___ INPUT RECORDS ___

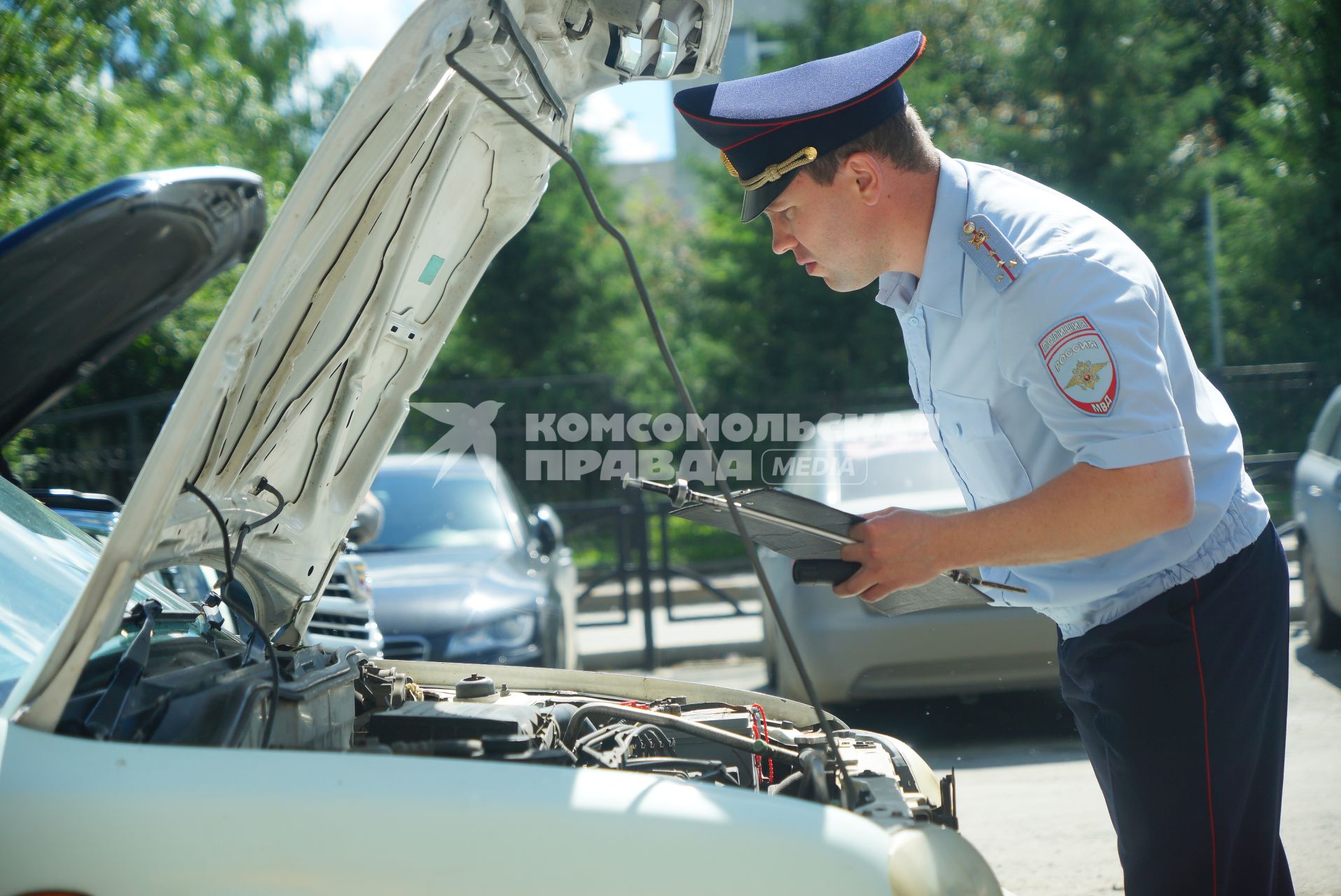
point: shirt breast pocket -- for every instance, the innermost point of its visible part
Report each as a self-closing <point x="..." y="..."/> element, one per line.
<point x="979" y="449"/>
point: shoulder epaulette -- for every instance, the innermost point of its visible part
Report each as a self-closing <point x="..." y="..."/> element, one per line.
<point x="991" y="251"/>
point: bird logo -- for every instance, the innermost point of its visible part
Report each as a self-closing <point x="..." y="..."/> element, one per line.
<point x="1086" y="374"/>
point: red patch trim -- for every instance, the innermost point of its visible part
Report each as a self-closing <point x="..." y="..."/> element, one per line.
<point x="1104" y="404"/>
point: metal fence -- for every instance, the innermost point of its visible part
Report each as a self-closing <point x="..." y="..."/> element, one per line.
<point x="101" y="448"/>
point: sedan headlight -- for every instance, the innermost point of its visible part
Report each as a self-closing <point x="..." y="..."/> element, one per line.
<point x="506" y="634"/>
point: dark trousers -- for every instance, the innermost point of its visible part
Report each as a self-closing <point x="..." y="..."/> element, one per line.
<point x="1181" y="706"/>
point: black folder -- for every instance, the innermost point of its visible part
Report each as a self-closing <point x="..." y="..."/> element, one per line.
<point x="939" y="593"/>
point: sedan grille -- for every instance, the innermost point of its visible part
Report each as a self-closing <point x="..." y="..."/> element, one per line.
<point x="405" y="647"/>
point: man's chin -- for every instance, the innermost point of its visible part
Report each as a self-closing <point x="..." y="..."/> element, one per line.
<point x="840" y="284"/>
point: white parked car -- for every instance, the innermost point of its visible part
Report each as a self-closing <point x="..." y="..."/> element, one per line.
<point x="298" y="769"/>
<point x="852" y="651"/>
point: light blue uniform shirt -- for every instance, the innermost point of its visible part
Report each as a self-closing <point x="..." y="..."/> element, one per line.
<point x="1072" y="354"/>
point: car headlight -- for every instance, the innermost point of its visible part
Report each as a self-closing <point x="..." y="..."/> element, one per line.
<point x="506" y="634"/>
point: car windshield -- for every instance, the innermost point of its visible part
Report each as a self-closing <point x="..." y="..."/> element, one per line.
<point x="454" y="512"/>
<point x="45" y="564"/>
<point x="899" y="474"/>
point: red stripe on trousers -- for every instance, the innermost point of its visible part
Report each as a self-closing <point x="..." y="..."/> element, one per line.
<point x="1206" y="734"/>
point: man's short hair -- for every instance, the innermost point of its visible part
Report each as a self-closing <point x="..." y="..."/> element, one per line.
<point x="901" y="140"/>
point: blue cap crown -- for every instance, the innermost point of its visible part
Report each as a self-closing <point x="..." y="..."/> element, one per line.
<point x="770" y="127"/>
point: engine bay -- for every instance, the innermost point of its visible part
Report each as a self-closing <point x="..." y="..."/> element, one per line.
<point x="339" y="701"/>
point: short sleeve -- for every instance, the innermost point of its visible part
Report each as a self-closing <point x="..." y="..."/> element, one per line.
<point x="1084" y="342"/>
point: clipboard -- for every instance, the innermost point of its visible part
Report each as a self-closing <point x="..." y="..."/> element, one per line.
<point x="939" y="593"/>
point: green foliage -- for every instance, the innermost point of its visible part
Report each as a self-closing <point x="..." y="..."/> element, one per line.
<point x="97" y="89"/>
<point x="1133" y="106"/>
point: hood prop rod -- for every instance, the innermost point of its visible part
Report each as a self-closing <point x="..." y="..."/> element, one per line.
<point x="827" y="724"/>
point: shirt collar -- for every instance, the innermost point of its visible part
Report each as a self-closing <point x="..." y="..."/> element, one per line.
<point x="943" y="266"/>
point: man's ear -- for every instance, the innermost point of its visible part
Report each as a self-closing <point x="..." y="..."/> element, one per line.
<point x="865" y="176"/>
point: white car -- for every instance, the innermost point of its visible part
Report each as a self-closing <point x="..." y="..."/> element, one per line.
<point x="297" y="769"/>
<point x="852" y="651"/>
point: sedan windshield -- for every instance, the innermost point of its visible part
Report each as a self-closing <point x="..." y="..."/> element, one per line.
<point x="454" y="512"/>
<point x="900" y="474"/>
<point x="45" y="564"/>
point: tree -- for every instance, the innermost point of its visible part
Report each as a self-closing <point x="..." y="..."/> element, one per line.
<point x="97" y="89"/>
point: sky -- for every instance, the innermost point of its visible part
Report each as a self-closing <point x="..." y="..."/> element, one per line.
<point x="633" y="118"/>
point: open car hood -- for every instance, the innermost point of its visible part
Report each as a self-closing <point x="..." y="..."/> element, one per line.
<point x="90" y="275"/>
<point x="306" y="377"/>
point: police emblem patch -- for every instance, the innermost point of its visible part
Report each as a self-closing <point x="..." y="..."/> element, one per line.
<point x="1081" y="365"/>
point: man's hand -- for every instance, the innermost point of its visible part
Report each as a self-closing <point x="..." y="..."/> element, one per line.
<point x="896" y="549"/>
<point x="1083" y="512"/>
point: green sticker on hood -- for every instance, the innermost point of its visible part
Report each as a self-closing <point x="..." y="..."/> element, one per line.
<point x="430" y="270"/>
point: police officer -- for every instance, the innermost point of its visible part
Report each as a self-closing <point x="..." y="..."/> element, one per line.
<point x="1101" y="471"/>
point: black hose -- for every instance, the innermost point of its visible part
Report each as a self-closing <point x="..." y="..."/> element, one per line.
<point x="682" y="389"/>
<point x="786" y="784"/>
<point x="222" y="588"/>
<point x="679" y="723"/>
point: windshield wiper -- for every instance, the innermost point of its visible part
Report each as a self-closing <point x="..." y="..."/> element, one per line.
<point x="130" y="668"/>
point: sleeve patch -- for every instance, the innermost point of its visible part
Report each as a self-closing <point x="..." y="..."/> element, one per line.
<point x="991" y="251"/>
<point x="1081" y="365"/>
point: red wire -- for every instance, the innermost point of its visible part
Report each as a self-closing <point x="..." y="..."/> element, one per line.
<point x="762" y="720"/>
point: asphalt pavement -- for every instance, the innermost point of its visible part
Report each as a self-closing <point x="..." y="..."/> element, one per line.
<point x="1027" y="797"/>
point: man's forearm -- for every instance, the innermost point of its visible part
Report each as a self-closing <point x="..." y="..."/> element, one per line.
<point x="1084" y="512"/>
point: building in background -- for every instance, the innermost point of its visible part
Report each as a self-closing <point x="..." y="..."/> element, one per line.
<point x="746" y="52"/>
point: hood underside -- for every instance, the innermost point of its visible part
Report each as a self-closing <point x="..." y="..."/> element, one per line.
<point x="304" y="380"/>
<point x="90" y="275"/>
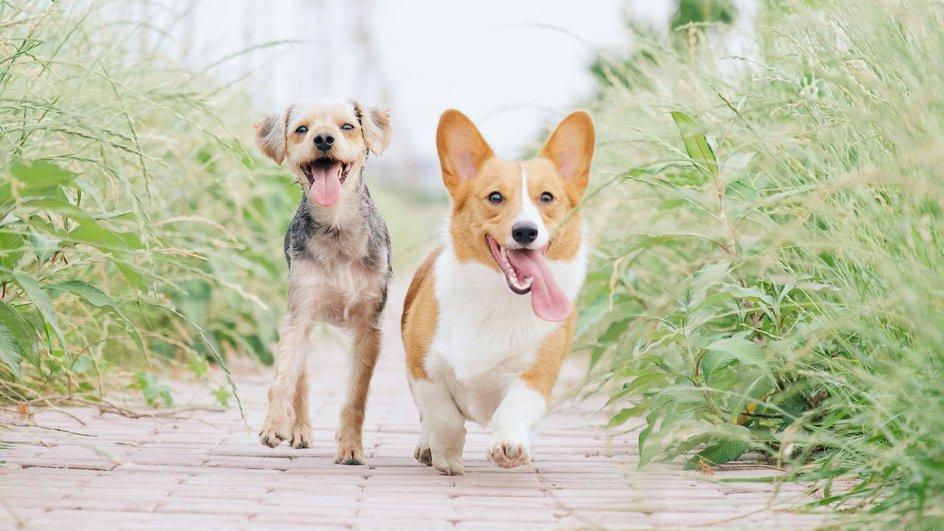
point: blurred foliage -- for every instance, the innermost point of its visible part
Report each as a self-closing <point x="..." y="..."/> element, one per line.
<point x="704" y="11"/>
<point x="136" y="232"/>
<point x="770" y="265"/>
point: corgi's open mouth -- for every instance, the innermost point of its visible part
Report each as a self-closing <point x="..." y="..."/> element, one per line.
<point x="519" y="281"/>
<point x="325" y="177"/>
<point x="526" y="271"/>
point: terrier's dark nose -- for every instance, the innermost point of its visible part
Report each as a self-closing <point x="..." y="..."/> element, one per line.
<point x="323" y="141"/>
<point x="524" y="233"/>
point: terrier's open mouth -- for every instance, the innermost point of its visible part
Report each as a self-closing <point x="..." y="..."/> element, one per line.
<point x="325" y="165"/>
<point x="325" y="177"/>
<point x="518" y="280"/>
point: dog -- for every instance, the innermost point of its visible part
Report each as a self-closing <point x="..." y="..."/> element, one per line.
<point x="478" y="347"/>
<point x="338" y="252"/>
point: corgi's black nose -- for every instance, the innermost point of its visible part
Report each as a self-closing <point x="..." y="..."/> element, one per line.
<point x="525" y="232"/>
<point x="323" y="141"/>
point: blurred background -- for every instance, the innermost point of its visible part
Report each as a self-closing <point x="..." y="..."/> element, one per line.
<point x="765" y="205"/>
<point x="511" y="66"/>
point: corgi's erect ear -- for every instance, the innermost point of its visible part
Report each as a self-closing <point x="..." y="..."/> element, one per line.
<point x="570" y="149"/>
<point x="462" y="149"/>
<point x="270" y="136"/>
<point x="375" y="123"/>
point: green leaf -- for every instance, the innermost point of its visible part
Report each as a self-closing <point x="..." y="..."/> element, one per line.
<point x="87" y="292"/>
<point x="740" y="348"/>
<point x="719" y="453"/>
<point x="36" y="178"/>
<point x="42" y="304"/>
<point x="696" y="145"/>
<point x="98" y="298"/>
<point x="625" y="414"/>
<point x="43" y="247"/>
<point x="11" y="249"/>
<point x="93" y="234"/>
<point x="707" y="277"/>
<point x="22" y="331"/>
<point x="10" y="353"/>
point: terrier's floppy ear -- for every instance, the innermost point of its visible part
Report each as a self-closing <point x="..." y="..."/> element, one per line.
<point x="462" y="149"/>
<point x="270" y="136"/>
<point x="375" y="123"/>
<point x="570" y="149"/>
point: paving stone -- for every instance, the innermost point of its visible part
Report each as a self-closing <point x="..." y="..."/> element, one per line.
<point x="205" y="469"/>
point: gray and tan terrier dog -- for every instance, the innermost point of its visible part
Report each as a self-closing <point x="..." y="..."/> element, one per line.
<point x="338" y="253"/>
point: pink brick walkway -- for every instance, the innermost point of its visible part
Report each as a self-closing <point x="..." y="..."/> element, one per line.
<point x="205" y="470"/>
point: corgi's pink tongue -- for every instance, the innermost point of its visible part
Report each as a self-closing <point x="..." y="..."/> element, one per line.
<point x="547" y="299"/>
<point x="327" y="186"/>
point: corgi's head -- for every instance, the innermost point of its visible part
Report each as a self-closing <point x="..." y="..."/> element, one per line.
<point x="510" y="215"/>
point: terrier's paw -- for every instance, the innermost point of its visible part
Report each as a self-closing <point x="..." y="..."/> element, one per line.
<point x="509" y="454"/>
<point x="448" y="463"/>
<point x="273" y="433"/>
<point x="423" y="455"/>
<point x="349" y="455"/>
<point x="301" y="437"/>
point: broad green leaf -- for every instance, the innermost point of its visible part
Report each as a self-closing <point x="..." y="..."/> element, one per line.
<point x="11" y="249"/>
<point x="10" y="353"/>
<point x="44" y="247"/>
<point x="709" y="276"/>
<point x="93" y="234"/>
<point x="22" y="331"/>
<point x="98" y="298"/>
<point x="86" y="291"/>
<point x="40" y="176"/>
<point x="742" y="349"/>
<point x="625" y="414"/>
<point x="696" y="145"/>
<point x="42" y="304"/>
<point x="721" y="452"/>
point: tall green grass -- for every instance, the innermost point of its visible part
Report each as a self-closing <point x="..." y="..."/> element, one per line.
<point x="136" y="232"/>
<point x="770" y="272"/>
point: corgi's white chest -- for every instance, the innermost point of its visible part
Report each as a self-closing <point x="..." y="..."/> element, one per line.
<point x="487" y="335"/>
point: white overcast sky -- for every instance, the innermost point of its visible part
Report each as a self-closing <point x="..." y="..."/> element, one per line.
<point x="512" y="66"/>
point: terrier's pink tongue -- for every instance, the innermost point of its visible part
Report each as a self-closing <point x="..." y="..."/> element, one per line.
<point x="547" y="299"/>
<point x="327" y="186"/>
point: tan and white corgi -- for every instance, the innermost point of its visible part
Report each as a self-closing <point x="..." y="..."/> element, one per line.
<point x="489" y="316"/>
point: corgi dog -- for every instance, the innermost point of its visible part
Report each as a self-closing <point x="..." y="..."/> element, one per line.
<point x="488" y="317"/>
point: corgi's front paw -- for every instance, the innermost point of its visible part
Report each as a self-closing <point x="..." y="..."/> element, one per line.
<point x="274" y="432"/>
<point x="508" y="453"/>
<point x="423" y="454"/>
<point x="300" y="436"/>
<point x="349" y="454"/>
<point x="449" y="463"/>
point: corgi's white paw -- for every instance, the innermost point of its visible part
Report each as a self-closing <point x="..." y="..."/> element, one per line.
<point x="449" y="463"/>
<point x="274" y="431"/>
<point x="422" y="453"/>
<point x="300" y="436"/>
<point x="508" y="453"/>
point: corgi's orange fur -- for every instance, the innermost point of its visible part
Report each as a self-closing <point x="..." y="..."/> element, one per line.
<point x="488" y="317"/>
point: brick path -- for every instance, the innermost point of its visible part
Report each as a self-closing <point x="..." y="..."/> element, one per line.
<point x="205" y="469"/>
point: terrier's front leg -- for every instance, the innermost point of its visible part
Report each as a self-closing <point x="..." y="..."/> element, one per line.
<point x="518" y="413"/>
<point x="289" y="390"/>
<point x="366" y="349"/>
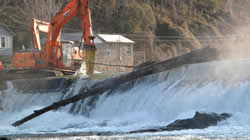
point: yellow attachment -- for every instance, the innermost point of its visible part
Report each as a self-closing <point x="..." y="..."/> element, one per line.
<point x="90" y="53"/>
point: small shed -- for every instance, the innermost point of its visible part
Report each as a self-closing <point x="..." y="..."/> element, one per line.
<point x="115" y="50"/>
<point x="6" y="41"/>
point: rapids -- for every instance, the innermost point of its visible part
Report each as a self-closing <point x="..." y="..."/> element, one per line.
<point x="148" y="102"/>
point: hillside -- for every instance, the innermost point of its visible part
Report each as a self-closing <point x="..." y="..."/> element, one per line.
<point x="182" y="25"/>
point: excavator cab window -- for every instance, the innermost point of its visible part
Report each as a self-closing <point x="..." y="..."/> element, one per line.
<point x="67" y="49"/>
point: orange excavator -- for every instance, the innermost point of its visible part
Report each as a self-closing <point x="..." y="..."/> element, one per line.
<point x="59" y="55"/>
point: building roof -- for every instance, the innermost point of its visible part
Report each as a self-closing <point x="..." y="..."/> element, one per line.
<point x="5" y="31"/>
<point x="100" y="38"/>
<point x="112" y="38"/>
<point x="77" y="36"/>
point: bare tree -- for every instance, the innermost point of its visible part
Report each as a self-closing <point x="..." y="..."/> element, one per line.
<point x="40" y="9"/>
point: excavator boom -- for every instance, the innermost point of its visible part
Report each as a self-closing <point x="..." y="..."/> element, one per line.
<point x="53" y="54"/>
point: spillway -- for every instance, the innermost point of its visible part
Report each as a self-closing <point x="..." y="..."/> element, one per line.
<point x="149" y="102"/>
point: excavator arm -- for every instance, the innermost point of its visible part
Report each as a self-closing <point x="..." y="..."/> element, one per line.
<point x="56" y="54"/>
<point x="73" y="8"/>
<point x="38" y="26"/>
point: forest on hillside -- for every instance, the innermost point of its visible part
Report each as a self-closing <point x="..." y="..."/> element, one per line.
<point x="164" y="28"/>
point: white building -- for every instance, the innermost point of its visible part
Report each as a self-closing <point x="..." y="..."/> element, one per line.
<point x="6" y="41"/>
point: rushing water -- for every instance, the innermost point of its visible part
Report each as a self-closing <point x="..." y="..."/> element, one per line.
<point x="149" y="102"/>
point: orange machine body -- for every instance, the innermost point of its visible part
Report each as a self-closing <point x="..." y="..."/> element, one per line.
<point x="56" y="53"/>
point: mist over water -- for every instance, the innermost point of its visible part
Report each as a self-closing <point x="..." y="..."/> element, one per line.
<point x="149" y="102"/>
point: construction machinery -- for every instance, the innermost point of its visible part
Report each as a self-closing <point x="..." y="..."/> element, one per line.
<point x="55" y="54"/>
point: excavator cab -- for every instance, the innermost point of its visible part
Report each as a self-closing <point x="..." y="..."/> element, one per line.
<point x="67" y="49"/>
<point x="57" y="54"/>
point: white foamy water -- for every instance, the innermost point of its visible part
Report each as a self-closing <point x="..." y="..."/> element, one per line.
<point x="151" y="102"/>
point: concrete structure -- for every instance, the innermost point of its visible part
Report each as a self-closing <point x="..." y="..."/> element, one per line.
<point x="111" y="50"/>
<point x="6" y="41"/>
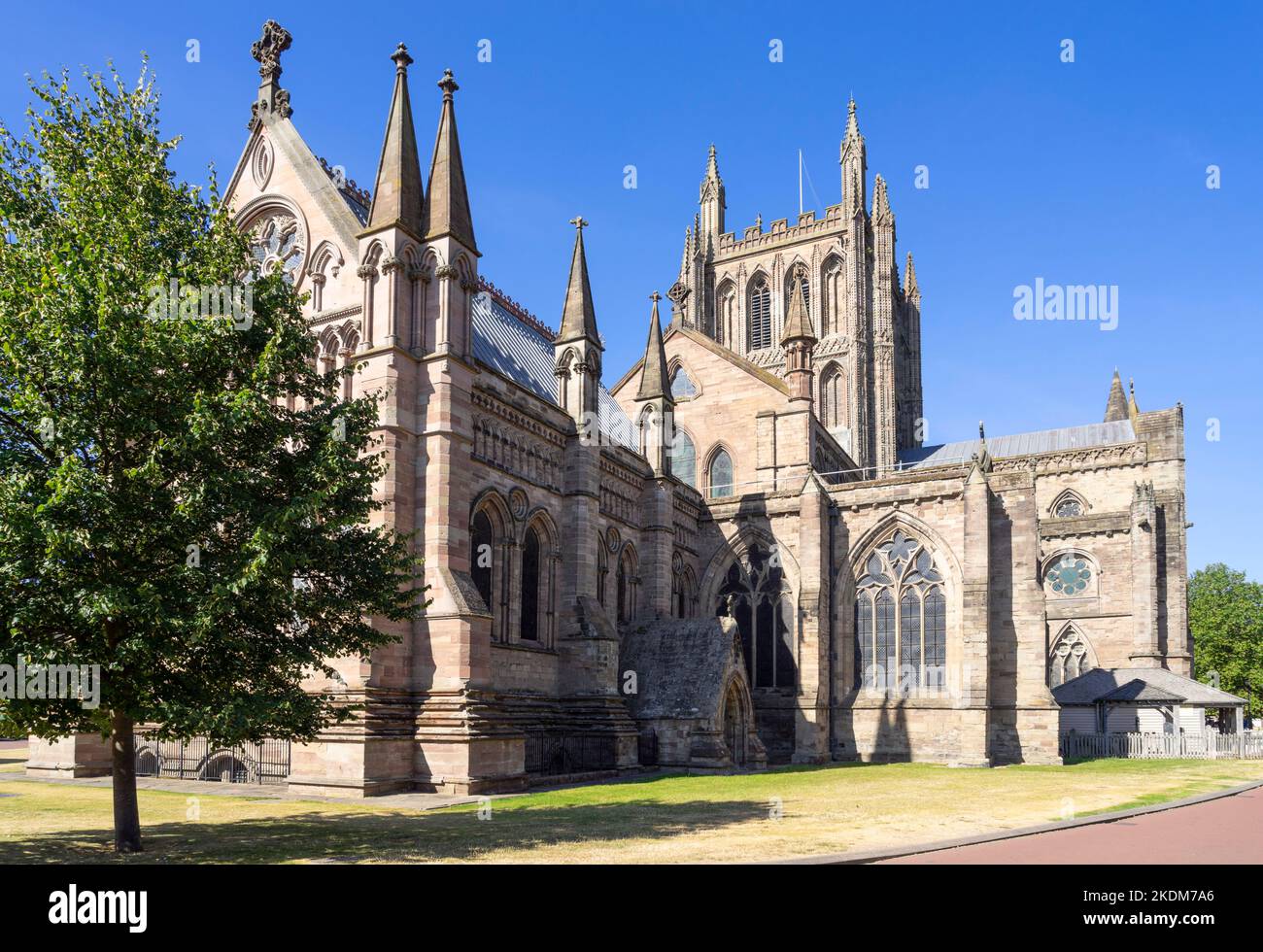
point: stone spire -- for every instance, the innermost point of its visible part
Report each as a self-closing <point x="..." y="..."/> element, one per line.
<point x="1116" y="408"/>
<point x="447" y="210"/>
<point x="653" y="374"/>
<point x="799" y="320"/>
<point x="912" y="290"/>
<point x="579" y="316"/>
<point x="882" y="214"/>
<point x="799" y="341"/>
<point x="396" y="197"/>
<point x="710" y="197"/>
<point x="854" y="163"/>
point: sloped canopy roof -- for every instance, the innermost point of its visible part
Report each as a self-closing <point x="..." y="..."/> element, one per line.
<point x="1124" y="685"/>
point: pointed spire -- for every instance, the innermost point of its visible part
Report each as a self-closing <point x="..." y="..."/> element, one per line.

___

WHAT IS REQUIRED:
Using the material above, extract the line that contains "point: stone spire" and every line after it, exactly as given; stop at the last line.

SOLUTION TO THE PROBLEM:
point: stone spire -- for every instance, the innermost point of its visible part
Report each as a self-closing <point x="..." y="..."/> element, one per line.
<point x="1116" y="408"/>
<point x="447" y="210"/>
<point x="653" y="374"/>
<point x="799" y="320"/>
<point x="912" y="290"/>
<point x="579" y="316"/>
<point x="882" y="214"/>
<point x="799" y="341"/>
<point x="396" y="197"/>
<point x="710" y="197"/>
<point x="854" y="163"/>
point: sloped canopy roof -- for every instance, the innermost point of its visible part
Report each as a self-closing <point x="..." y="..."/> element, one per line.
<point x="1124" y="685"/>
point: pointed spire -- for every instance, the innermost point of its visible part
Report each as a self-closing <point x="..." y="..."/> element, one per line.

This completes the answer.